Record extracts: Begin

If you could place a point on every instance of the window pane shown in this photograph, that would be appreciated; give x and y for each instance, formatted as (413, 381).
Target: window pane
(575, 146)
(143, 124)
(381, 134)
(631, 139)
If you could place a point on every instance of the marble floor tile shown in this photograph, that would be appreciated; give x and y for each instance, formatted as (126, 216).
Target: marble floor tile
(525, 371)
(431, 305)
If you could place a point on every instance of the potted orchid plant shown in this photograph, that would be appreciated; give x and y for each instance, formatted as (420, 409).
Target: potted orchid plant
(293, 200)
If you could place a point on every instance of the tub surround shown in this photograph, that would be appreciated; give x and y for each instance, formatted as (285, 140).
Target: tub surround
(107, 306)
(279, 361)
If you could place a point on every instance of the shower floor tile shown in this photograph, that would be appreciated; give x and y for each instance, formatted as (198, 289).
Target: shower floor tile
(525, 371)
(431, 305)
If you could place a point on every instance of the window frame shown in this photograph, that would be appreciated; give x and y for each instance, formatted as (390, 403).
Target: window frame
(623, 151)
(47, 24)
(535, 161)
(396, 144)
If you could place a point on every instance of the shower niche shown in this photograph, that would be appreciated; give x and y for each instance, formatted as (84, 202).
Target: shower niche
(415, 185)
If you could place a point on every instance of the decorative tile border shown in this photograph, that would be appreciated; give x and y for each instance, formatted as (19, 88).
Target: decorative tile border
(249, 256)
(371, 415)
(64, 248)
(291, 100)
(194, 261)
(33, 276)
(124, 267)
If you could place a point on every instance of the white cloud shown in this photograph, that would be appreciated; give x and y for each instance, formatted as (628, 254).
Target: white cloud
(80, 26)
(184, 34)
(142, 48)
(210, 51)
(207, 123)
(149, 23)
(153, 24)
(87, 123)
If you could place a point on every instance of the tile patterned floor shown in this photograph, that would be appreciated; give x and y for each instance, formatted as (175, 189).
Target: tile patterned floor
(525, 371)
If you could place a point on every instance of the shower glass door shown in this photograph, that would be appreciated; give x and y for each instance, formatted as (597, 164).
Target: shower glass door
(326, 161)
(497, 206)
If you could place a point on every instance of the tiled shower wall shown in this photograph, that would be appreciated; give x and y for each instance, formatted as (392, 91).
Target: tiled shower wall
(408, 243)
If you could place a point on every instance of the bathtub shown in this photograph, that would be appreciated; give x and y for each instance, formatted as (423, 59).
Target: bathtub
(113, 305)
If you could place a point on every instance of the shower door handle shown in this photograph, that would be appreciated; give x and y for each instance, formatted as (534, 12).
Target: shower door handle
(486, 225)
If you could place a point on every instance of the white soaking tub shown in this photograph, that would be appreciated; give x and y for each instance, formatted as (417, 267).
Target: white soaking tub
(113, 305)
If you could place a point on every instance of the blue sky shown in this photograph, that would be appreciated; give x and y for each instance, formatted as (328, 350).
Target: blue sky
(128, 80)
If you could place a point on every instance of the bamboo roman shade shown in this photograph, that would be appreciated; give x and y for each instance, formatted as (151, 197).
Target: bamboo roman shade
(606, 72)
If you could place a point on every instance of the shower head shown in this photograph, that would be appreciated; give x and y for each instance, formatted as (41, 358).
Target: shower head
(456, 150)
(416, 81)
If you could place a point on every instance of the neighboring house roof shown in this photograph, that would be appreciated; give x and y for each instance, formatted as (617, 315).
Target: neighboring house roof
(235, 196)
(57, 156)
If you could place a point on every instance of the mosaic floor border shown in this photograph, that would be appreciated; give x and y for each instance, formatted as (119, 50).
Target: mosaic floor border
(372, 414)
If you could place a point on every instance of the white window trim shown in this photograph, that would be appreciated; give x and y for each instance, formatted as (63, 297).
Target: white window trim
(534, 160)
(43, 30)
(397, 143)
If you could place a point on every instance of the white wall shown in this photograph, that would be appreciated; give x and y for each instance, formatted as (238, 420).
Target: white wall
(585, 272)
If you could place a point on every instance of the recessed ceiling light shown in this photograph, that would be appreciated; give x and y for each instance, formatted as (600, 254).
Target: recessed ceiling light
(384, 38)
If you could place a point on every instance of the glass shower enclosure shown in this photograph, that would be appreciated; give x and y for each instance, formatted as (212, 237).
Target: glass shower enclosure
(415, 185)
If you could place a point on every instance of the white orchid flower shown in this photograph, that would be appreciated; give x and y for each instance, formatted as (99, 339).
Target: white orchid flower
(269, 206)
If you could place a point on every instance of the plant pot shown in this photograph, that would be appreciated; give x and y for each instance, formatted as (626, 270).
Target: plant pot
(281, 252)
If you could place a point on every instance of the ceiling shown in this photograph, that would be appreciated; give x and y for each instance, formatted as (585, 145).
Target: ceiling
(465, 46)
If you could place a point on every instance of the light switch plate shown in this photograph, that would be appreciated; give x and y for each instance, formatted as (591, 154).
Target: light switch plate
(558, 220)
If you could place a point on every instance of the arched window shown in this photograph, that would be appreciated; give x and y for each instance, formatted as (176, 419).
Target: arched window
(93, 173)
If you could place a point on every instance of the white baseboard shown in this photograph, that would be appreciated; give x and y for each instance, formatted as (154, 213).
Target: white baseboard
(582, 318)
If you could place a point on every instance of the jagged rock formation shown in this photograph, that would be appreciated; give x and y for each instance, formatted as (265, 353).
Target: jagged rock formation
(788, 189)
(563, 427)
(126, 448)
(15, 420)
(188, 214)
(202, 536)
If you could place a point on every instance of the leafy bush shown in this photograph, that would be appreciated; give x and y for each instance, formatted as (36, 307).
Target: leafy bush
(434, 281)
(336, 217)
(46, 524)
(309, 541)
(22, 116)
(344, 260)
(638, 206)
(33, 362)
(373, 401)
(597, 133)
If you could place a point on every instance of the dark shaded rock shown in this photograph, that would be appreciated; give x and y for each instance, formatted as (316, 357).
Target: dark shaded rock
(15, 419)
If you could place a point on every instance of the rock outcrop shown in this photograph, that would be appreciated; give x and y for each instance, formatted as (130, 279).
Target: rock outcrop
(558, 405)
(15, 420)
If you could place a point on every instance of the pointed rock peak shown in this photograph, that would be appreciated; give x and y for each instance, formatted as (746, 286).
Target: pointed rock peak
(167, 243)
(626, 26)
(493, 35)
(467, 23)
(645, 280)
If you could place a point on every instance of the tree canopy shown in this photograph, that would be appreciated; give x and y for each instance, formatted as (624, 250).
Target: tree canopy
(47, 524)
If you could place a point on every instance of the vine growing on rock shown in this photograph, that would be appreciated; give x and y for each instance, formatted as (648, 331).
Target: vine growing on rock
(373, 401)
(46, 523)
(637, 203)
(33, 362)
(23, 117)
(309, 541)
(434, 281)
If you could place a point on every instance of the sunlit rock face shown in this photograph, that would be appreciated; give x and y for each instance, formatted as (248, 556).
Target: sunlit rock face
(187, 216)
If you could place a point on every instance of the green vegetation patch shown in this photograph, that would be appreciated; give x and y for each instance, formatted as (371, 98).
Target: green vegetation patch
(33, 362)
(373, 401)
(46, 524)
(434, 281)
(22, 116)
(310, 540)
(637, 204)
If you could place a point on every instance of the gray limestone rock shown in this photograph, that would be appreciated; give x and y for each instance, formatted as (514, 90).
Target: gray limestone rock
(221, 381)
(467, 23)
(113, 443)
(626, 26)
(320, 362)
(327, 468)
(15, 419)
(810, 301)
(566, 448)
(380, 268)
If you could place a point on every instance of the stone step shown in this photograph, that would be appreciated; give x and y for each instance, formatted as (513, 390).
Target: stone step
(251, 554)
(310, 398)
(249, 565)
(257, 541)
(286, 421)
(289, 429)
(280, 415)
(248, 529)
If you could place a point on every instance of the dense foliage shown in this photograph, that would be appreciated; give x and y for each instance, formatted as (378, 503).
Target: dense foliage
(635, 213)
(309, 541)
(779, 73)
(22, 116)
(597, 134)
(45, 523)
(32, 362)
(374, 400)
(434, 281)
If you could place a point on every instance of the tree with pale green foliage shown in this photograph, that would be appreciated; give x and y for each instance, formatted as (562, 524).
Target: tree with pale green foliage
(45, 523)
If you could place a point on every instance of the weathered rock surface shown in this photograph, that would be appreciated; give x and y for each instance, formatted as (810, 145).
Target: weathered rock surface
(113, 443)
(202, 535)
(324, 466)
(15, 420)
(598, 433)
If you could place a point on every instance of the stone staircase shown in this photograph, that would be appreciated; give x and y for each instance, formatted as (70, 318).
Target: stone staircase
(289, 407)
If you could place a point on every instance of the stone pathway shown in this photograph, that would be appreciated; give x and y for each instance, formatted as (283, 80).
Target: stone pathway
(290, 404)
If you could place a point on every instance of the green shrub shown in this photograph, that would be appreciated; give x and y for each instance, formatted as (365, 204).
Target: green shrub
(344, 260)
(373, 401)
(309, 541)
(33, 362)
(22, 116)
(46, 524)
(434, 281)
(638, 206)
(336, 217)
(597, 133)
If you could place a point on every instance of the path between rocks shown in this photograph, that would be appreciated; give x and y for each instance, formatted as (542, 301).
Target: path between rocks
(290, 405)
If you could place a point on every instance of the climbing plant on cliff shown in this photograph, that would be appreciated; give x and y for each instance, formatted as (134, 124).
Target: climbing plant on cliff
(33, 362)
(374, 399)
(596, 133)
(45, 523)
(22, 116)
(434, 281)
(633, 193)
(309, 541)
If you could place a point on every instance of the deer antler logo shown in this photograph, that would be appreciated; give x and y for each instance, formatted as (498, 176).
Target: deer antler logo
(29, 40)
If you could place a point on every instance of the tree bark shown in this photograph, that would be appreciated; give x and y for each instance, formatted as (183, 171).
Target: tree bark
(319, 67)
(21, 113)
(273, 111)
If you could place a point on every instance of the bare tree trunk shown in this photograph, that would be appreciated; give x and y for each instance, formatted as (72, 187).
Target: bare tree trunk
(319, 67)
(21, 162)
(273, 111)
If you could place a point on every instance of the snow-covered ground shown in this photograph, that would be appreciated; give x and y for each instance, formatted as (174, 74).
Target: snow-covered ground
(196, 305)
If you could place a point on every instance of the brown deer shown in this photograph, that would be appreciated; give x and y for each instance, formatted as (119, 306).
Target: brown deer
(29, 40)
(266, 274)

Record extracts: End

Your reply should consist only of the lines from the one containing "Target: climbing plant on cliff" through the last line of the records, each reproduced exactly.

*Answer to this task*
Target: climbing plant on cliff
(33, 362)
(374, 399)
(596, 133)
(45, 523)
(22, 116)
(434, 281)
(633, 193)
(309, 541)
If you could place a point on every instance of the deer antler logo shown in this photograph, that would be appreciated; give x and y for each instance, formatted as (498, 176).
Target: deer antler logo
(29, 40)
If you could place a point on every instance of the tree bark shown in this photograph, that would be appreciated; give x and y for each instance, formatted as (183, 171).
Target: tree bark
(319, 67)
(21, 113)
(273, 111)
If you could place a point on every instance of the bare tree trunk shown in this photograph, that would be appreciated; give x and y for each instance, formatted as (72, 187).
Target: bare tree trunk
(319, 67)
(21, 162)
(273, 111)
If you could place a point on every instance of the snow-covered ground shown in this photograph, that would be appreciated; give x and y for each instance, formatted as (174, 74).
Target: snow-covered ground
(196, 305)
If you could place a point on every instance of the brown deer shown in this photograph, that would be appreciated; give x and y for each instance, formatted as (119, 306).
Target: brown deer
(29, 40)
(266, 274)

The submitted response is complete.